** BEGIN Text section **
有效地检查一个元素是否在列表中至少出现 n 次

Question

How to best write a Python function ( check_list ) to efficiently test if an element ( x ) occurs at least n times in a list ( l )?

My first thought was:

def check_list(l, x, n):
    return l.count(x) >= n

But this doesn't short-circuit once x has been found n times and is always O(n).

A simple approach that does short-circuit would be:

def check_list(l, x, n):
    count = 0
    for item in l:
        if item == x:
            count += 1
            if count == n:
                return True
    return False

I also have a more compact short-circuiting solution with a generator:

def check_list(l, x, n):
    gen = (1 for item in l if item == x)
    return all(next(gen,0) for i in range(n))

Are there other good solutions? What is the best efficient approach?

Thank you

Answer 1

Instead of incurring extra overhead with the setup of a range object and using all which has to test the truthiness of each item, you could use itertools.islice to advance the generator n steps ahead, and then return the next item in the slice if the slice exists or a default False if not:

from itertools import islice

def check_list(lst, x, n):
    gen = (True for i in lst if i==x)
** END Text section **
▸ **Written task A**
In the Python thread, which function does Answer 1 propose for advancing the generator n steps ahead?
The listing that comes next is unrelated to the Python thread.
** BEGIN Records for the exercise **
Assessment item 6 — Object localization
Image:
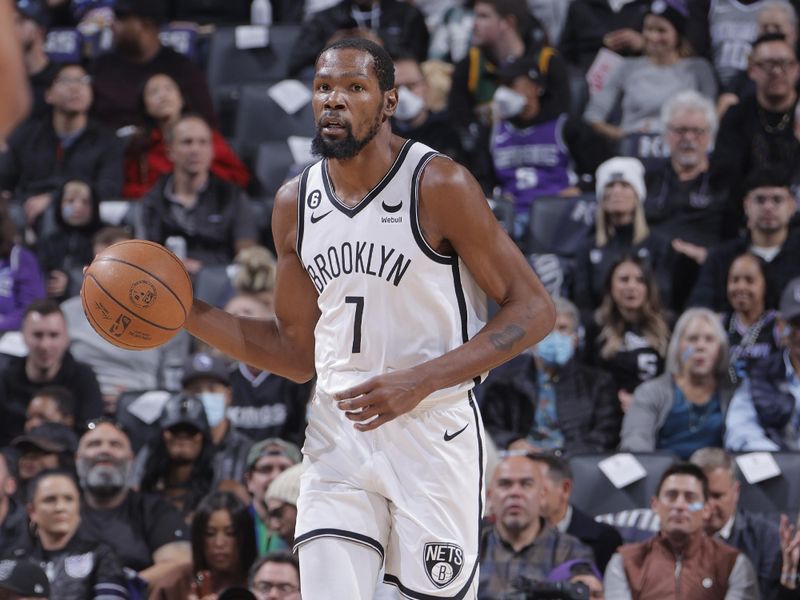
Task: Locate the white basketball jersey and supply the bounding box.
[297,140,486,397]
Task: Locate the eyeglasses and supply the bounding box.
[253,581,300,596]
[753,58,797,73]
[667,125,708,138]
[53,75,92,85]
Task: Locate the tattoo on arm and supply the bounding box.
[489,323,525,352]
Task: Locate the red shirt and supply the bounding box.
[122,129,250,199]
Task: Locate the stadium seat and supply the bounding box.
[116,390,170,454]
[208,25,300,90]
[569,452,676,516]
[619,133,669,171]
[525,195,595,257]
[739,452,800,519]
[234,85,315,156]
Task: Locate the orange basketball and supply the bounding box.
[81,240,192,350]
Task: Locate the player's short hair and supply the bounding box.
[528,452,572,483]
[22,298,64,321]
[247,550,300,590]
[31,385,75,417]
[317,38,394,92]
[656,462,708,500]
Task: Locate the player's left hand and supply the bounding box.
[333,370,430,431]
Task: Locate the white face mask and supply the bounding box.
[494,85,528,119]
[197,392,225,427]
[394,85,425,121]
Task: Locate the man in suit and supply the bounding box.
[531,453,622,571]
[689,448,794,600]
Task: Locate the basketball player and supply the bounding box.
[0,0,30,137]
[187,39,554,600]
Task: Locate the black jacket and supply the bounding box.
[688,229,800,311]
[567,506,622,573]
[289,0,430,76]
[0,351,103,446]
[10,533,128,600]
[0,115,122,202]
[481,356,622,453]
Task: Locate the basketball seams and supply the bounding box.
[81,288,150,350]
[86,271,186,332]
[91,256,191,324]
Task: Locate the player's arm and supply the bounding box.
[336,158,555,430]
[0,0,30,140]
[185,179,319,382]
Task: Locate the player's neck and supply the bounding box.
[328,127,402,206]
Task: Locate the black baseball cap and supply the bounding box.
[114,0,167,25]
[181,352,231,387]
[158,394,208,433]
[11,422,78,454]
[494,55,542,83]
[0,558,50,598]
[17,0,50,29]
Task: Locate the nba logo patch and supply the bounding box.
[423,542,464,588]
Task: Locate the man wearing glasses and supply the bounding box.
[75,418,191,583]
[725,276,800,452]
[0,63,122,230]
[711,33,800,226]
[249,552,301,600]
[689,169,800,311]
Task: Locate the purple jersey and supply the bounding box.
[491,114,575,213]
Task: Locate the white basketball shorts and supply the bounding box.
[295,392,486,600]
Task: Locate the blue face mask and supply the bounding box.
[533,331,575,367]
[197,392,225,427]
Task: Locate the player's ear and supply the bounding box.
[383,87,398,121]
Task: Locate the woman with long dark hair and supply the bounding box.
[37,179,103,301]
[587,255,669,411]
[5,470,128,600]
[722,252,781,383]
[150,491,258,600]
[122,73,250,198]
[134,394,214,521]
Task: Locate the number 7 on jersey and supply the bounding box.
[344,296,364,354]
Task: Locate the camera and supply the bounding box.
[503,577,589,600]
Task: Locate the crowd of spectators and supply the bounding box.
[0,0,800,600]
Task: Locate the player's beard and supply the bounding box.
[311,104,383,160]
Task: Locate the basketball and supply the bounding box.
[81,240,192,350]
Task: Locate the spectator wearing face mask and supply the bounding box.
[181,352,253,482]
[392,56,465,163]
[482,298,622,453]
[490,56,611,239]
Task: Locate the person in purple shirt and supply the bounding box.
[0,206,45,334]
[490,56,610,238]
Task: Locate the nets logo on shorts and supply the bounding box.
[423,542,464,588]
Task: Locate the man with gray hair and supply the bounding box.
[481,298,622,453]
[75,419,192,583]
[689,448,794,600]
[644,90,726,309]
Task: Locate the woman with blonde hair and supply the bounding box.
[572,156,671,312]
[620,308,733,460]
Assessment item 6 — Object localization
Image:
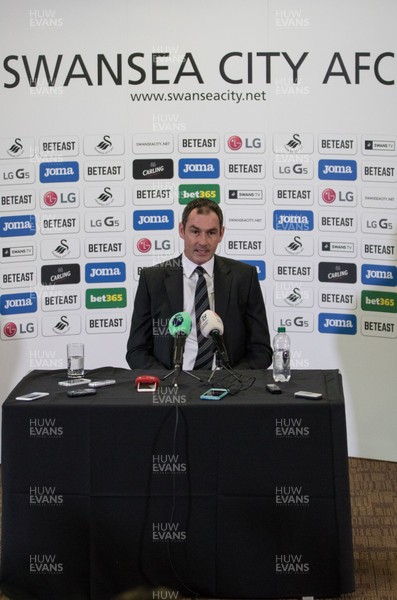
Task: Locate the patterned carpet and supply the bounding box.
[0,458,397,600]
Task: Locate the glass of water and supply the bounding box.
[67,342,84,379]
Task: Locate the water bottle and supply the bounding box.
[273,327,291,381]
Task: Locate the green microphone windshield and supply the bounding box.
[168,311,192,337]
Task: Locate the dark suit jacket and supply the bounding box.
[126,255,273,369]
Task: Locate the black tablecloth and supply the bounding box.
[2,367,354,600]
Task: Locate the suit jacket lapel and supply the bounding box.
[214,256,232,320]
[164,255,183,315]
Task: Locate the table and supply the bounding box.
[1,367,354,600]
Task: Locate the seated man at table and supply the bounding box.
[126,199,272,370]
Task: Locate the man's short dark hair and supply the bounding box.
[182,198,223,230]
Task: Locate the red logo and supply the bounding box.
[227,135,243,150]
[3,321,18,337]
[136,238,152,254]
[321,188,336,204]
[44,192,58,206]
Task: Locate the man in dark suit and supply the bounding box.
[126,199,272,370]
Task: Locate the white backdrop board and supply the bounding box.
[0,0,397,460]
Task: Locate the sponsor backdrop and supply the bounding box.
[0,0,397,460]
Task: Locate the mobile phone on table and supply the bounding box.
[200,388,229,400]
[15,392,49,402]
[58,377,91,387]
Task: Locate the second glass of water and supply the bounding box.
[67,342,84,379]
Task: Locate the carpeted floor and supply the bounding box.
[0,458,397,600]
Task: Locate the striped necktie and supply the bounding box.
[194,267,214,369]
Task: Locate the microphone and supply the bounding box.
[168,311,192,369]
[200,310,231,369]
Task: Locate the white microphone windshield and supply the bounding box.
[200,310,224,337]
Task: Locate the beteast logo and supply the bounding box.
[134,210,174,230]
[41,263,80,285]
[318,160,357,181]
[361,265,397,287]
[0,292,37,315]
[178,158,219,179]
[361,290,397,313]
[0,215,36,237]
[0,190,36,212]
[40,161,79,183]
[318,262,357,283]
[318,313,357,335]
[241,260,266,281]
[85,262,126,283]
[273,210,314,231]
[132,158,174,179]
[361,239,397,260]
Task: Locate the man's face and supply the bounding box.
[179,208,225,265]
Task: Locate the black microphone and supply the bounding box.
[200,310,231,368]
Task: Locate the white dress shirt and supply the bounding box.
[182,254,215,371]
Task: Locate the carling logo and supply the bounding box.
** END Records for the exercise **
▸ **Written task B**
Rescale the listing from its first line through the line holding "[53,75,92,85]", inclusive: write out all those lines again, requests included, with every bounding-box coordinate in the answers multiplied by 0.25 and rounded to a whole number, halves rounded up. Leave the picture out.

▸ **Worked solution A**
itertools.islice

▸ **Worked solution B**
Assessment item 6 — Object localization
Image:
Task: Locate the white basketball jersey and supply the bounding box.
[74,35,122,99]
Task: Locate the eyeglasses and supply the bounding box.
[63,145,75,149]
[188,15,199,18]
[167,31,177,35]
[13,19,23,21]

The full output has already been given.